Pick out every line of the data below that contains the word "side", and copy each one.

## SUPPLIED INFORMATION
---

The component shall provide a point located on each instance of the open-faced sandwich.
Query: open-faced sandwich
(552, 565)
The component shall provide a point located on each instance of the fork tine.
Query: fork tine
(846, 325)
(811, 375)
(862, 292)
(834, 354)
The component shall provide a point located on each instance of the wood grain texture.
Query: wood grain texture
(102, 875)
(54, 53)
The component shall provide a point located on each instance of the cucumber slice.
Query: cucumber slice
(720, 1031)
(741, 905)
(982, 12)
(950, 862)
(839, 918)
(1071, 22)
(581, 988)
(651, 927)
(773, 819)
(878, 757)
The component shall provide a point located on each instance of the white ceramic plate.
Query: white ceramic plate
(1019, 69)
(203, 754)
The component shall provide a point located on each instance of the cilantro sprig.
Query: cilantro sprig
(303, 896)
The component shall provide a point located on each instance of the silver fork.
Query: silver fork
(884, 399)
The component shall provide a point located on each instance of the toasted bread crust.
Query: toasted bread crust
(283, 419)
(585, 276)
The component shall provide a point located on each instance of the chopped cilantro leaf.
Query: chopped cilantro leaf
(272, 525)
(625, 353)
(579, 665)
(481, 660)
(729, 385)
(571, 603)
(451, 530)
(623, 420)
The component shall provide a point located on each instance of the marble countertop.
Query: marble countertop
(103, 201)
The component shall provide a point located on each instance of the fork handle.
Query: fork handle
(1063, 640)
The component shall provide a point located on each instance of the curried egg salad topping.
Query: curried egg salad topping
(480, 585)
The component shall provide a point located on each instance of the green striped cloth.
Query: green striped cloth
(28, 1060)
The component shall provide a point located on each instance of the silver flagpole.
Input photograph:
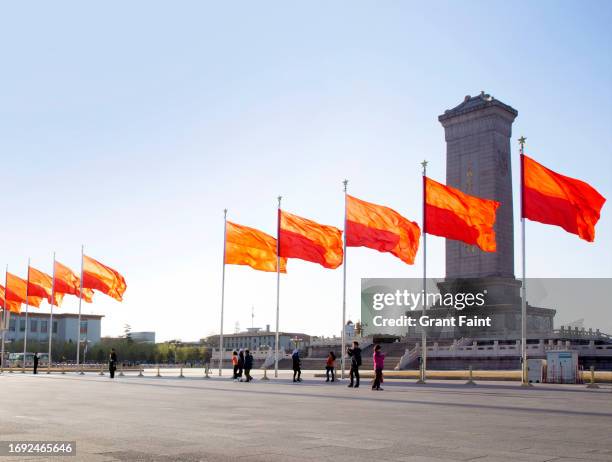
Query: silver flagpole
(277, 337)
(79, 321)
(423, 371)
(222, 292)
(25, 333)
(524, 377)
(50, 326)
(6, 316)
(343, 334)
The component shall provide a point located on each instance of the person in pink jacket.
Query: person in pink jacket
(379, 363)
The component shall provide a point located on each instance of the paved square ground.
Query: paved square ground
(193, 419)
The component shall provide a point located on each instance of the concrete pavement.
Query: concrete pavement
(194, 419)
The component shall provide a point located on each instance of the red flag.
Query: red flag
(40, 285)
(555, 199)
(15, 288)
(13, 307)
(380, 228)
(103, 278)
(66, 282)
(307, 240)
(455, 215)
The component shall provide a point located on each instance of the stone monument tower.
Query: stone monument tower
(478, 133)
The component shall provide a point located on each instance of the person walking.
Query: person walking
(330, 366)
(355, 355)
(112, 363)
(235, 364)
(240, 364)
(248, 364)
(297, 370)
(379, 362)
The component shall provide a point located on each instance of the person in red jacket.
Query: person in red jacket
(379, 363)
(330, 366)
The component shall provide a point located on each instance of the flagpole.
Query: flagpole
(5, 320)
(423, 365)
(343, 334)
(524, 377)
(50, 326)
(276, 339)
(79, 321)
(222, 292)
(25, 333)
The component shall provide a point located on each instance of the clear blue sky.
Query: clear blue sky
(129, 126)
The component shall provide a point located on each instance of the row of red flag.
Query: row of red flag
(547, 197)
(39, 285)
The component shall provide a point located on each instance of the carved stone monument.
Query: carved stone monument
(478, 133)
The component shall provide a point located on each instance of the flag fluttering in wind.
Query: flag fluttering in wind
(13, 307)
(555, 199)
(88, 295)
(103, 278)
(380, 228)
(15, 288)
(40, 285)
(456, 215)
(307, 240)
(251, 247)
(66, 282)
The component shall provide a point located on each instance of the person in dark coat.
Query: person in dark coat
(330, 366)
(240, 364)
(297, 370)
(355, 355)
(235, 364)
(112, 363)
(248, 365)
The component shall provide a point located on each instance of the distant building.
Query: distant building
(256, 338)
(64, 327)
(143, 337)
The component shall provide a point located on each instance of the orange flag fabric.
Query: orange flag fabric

---

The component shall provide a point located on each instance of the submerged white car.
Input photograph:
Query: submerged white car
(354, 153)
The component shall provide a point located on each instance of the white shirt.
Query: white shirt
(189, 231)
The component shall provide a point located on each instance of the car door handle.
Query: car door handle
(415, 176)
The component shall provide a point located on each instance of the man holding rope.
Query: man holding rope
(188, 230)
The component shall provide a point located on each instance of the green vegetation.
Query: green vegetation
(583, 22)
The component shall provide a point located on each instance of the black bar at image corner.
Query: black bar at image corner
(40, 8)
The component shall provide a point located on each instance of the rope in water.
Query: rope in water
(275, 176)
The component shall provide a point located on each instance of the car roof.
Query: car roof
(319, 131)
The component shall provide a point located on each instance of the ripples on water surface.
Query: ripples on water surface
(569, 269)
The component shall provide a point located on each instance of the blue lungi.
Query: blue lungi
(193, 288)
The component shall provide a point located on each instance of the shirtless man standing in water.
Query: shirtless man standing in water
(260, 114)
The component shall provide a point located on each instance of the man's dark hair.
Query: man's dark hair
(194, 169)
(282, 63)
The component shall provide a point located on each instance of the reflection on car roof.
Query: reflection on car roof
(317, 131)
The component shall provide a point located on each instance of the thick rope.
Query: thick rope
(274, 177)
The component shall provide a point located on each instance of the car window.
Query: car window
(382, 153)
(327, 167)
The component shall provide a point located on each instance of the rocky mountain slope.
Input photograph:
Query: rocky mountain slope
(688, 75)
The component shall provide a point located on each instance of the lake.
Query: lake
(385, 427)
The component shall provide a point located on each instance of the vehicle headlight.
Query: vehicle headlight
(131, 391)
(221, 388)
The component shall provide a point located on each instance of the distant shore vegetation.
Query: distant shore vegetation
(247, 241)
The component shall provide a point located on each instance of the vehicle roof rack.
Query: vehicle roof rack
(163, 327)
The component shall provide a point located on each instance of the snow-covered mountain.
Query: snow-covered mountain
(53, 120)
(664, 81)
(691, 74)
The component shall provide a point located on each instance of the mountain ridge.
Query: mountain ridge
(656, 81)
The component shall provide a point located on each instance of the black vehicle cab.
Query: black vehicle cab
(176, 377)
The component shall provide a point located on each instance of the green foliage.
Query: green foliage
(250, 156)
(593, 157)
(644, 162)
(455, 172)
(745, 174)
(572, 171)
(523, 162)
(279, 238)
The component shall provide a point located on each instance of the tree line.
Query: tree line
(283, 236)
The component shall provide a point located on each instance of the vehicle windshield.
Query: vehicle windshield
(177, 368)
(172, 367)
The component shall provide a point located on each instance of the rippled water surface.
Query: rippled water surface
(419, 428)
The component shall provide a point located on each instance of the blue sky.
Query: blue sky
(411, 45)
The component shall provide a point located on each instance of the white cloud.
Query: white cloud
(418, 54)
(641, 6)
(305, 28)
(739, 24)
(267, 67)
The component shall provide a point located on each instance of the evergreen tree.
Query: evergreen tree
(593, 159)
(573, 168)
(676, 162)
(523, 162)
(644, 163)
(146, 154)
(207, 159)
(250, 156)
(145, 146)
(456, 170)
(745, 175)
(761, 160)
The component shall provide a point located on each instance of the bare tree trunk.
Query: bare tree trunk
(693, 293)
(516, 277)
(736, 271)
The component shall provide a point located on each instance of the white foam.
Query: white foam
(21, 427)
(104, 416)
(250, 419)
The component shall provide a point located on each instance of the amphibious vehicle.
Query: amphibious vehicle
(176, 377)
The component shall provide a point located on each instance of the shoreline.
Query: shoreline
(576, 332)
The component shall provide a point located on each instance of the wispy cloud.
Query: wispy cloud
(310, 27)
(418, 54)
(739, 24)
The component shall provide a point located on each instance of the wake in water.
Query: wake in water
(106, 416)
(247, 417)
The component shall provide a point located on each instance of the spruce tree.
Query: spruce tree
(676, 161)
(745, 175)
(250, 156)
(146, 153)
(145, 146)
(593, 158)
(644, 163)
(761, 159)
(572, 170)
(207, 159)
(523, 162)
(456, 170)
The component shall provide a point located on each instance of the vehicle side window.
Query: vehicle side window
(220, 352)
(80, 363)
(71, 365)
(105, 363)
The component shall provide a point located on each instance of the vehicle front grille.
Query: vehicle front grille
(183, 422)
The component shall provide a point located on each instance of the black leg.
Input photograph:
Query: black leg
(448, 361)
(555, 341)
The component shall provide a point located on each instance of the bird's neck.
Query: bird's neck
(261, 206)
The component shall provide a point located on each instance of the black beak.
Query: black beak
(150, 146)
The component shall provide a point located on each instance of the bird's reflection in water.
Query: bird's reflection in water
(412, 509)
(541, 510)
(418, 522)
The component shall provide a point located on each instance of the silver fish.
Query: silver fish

---

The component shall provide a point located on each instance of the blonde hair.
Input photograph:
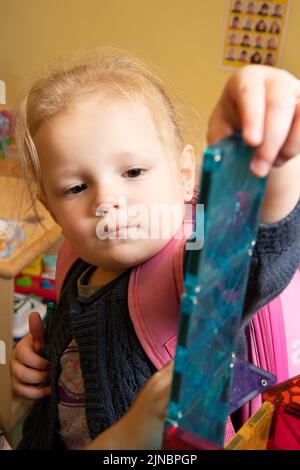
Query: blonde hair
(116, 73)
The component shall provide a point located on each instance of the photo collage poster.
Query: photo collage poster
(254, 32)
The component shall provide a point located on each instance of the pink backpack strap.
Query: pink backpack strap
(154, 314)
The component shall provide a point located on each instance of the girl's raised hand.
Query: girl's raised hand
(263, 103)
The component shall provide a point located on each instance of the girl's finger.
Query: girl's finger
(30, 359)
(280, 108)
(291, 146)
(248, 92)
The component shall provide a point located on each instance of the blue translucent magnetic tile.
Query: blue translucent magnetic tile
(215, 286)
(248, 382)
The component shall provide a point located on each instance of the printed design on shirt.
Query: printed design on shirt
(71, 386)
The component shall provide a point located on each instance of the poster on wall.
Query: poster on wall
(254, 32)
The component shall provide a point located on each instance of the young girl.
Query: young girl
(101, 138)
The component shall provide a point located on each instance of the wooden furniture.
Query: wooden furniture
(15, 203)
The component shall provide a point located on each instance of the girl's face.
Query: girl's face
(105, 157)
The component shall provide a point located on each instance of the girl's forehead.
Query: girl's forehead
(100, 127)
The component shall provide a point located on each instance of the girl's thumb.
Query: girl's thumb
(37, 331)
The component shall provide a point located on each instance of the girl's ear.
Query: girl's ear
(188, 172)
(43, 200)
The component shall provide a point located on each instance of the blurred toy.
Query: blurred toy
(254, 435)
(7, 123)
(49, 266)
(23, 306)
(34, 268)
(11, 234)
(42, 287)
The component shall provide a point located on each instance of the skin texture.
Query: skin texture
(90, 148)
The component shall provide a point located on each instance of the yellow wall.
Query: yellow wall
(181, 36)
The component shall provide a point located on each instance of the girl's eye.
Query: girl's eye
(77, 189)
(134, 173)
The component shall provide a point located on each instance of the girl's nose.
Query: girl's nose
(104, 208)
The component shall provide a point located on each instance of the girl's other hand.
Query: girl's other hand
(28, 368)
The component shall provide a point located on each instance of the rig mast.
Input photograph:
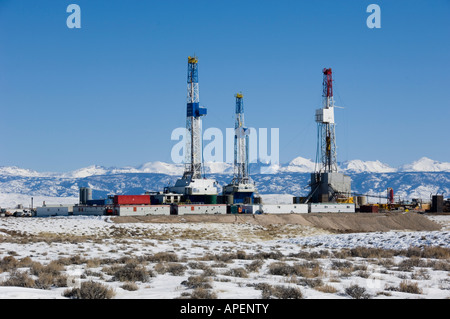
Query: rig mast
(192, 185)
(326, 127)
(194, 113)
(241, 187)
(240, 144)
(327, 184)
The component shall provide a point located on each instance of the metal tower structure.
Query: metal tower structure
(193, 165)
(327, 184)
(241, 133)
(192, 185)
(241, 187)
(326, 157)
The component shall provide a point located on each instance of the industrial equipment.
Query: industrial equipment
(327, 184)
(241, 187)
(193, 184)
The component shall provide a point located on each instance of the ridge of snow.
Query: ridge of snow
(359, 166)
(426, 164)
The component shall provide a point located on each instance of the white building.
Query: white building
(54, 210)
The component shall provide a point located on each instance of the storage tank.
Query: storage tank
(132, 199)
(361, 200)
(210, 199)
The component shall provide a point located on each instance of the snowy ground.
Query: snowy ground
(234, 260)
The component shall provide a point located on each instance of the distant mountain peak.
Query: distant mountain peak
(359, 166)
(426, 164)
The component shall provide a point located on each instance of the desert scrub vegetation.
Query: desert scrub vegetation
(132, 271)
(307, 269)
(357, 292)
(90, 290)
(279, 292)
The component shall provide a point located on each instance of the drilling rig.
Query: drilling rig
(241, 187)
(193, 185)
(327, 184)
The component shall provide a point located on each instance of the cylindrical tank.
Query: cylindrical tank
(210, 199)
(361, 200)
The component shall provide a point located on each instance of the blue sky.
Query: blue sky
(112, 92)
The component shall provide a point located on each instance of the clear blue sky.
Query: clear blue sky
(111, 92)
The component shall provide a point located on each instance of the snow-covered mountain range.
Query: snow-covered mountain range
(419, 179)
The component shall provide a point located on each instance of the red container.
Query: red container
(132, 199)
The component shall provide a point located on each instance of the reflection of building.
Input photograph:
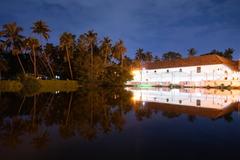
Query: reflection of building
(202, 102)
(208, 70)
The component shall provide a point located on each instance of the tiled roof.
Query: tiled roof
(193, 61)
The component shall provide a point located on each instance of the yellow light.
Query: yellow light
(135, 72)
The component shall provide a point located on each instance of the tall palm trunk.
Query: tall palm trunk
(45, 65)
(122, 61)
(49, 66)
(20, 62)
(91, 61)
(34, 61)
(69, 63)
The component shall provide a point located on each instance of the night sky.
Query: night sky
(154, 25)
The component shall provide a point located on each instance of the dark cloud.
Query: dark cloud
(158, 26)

---

## REPLY
The component shall provide a point located on each instance of the vehicle side window.
Query: vehicle side window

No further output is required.